## STATED GOAL
Copy all records verbatim.

--- begin INFORMATION SHOWN ---

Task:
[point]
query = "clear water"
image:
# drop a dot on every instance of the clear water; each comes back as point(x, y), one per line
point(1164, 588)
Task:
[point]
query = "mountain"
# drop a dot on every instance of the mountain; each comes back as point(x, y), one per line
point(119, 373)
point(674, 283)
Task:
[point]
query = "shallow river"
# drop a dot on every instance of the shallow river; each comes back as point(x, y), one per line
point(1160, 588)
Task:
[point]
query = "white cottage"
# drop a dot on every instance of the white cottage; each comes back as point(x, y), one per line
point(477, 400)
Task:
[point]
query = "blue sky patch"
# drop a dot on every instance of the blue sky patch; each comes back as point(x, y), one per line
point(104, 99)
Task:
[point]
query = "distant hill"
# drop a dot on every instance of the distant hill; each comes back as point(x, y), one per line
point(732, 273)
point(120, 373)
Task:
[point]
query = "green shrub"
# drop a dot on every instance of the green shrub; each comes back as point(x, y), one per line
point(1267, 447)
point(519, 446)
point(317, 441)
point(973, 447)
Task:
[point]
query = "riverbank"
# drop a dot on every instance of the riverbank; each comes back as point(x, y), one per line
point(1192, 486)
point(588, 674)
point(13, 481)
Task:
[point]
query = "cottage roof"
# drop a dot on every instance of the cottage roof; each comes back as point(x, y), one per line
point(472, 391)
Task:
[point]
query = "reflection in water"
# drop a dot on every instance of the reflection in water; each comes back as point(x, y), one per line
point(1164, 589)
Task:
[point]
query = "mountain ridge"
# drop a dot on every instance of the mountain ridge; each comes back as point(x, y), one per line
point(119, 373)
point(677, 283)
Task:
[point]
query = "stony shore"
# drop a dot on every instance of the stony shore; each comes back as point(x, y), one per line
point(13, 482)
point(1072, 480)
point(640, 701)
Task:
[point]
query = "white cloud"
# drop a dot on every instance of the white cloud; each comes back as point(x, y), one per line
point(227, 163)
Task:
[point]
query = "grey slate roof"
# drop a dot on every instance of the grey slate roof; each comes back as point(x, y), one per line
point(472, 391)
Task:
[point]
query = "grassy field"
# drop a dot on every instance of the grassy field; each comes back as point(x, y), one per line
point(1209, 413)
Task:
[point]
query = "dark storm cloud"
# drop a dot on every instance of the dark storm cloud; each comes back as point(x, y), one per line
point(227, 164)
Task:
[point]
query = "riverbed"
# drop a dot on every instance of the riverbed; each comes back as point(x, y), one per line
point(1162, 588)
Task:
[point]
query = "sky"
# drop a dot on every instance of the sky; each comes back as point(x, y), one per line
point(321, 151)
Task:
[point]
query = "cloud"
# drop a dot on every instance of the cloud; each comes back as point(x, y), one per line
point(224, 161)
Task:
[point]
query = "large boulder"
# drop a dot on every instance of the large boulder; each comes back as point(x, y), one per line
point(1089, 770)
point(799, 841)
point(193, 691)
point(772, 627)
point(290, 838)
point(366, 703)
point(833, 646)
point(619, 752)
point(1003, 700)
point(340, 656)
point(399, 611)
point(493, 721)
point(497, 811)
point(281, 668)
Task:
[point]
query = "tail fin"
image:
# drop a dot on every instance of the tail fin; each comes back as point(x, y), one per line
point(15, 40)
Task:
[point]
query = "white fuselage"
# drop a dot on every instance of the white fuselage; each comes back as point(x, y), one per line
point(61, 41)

--- end INFORMATION SHOWN ---

## RESULT
Task:
[point]
query = "clear water"
image:
# drop a dot on every instance of the clear water; each comes back as point(x, y), one per line
point(1164, 588)
Task:
[point]
query = "mountain"
# drop a dot on every instance of the mountain; each comes back as point(x, y), one per line
point(119, 373)
point(674, 283)
Task:
[point]
query = "shallow river"
# drop a dot on every instance of the shallow river; each comes back as point(x, y), one per line
point(1160, 588)
Task:
[point]
query = "white cottage"
# drop a dot on every instance of the white cottage; each comes back as point(x, y), one per line
point(477, 400)
Task:
[point]
query = "blue sky patch"
# drop a dot on every instance of the blue sky patch; each comes back as point(x, y), one per line
point(104, 99)
Task:
[point]
query = "distant hill"
# drop a dot on every instance of the distant hill; each comes back as point(x, y), one per line
point(732, 273)
point(120, 373)
Task:
[point]
query = "green shrub"
# drop a dot on every instance of the green shrub; each comes back as point(x, y), one per line
point(1267, 447)
point(519, 446)
point(317, 441)
point(973, 447)
Task:
[point]
query = "riverbank"
# drop a dot on every instance of the riverbank; each comes back as point(x, y), one per line
point(1192, 486)
point(588, 674)
point(13, 481)
Task:
[point]
query = "cottage roof"
# drop a dot on every instance of the cottage roof; each comes back as point(x, y), one per line
point(472, 391)
Task:
[point]
query = "reflection in water"
# drop a dot on every instance of the reflection in water; each comes back as point(x, y), one per line
point(1164, 589)
Task:
[point]
query = "mountain ridge"
# drop a dot on every instance of the mountain ridge; each comes back as point(x, y), one per line
point(119, 373)
point(677, 283)
Task:
[point]
query = "stony shore"
# drop a dot on every instance of the stony shore; each comes back as point(x, y), one per line
point(13, 482)
point(1072, 480)
point(640, 701)
Task:
[point]
query = "white cloud"
# drop a dot on every instance of the white cloud; each comes back as point(x, y), one per line
point(227, 163)
Task:
[point]
query = "grey slate roof"
# drop a dot on every instance of the grey slate roof; each comes back as point(x, y), one per line
point(472, 391)
Task:
[point]
query = "grassy field"
# drop a dot on every instance of the grassy field; each comes back as point(x, y), one per line
point(1209, 413)
Task:
[point]
query = "dark storm cloud"
# drop a dot on every instance of the dark storm cloud; each comes back as point(x, y), one per line
point(227, 164)
Task:
[point]
query = "riverbed"
# drop a dot on every instance of the riverbed; each comes back as point(x, y), one per line
point(1162, 588)
Task:
[point]
query = "sky"
# drop a dot on every instance of the sky; each comes back as point(x, y), one per line
point(321, 151)
Task:
[point]
query = "cloud"
# drop a dot on every instance of the cloud; each comes back as point(x, y), one per line
point(224, 161)
Task:
[point]
query = "large boulder"
# drop a dot on every instance of the large boulder; each comes back as point(x, y), one per line
point(1089, 770)
point(799, 841)
point(193, 691)
point(772, 627)
point(290, 838)
point(366, 703)
point(833, 646)
point(619, 752)
point(1003, 700)
point(340, 656)
point(399, 611)
point(493, 721)
point(497, 811)
point(281, 668)
Task:
[point]
query = "tail fin"
image:
# drop a dot on every instance of the tail fin; each comes back as point(x, y), one per line
point(15, 40)
Task:
[point]
query = "white fuselage"
# drop a dot on every instance of the white fuselage; each comes back as point(x, y), one per line
point(61, 41)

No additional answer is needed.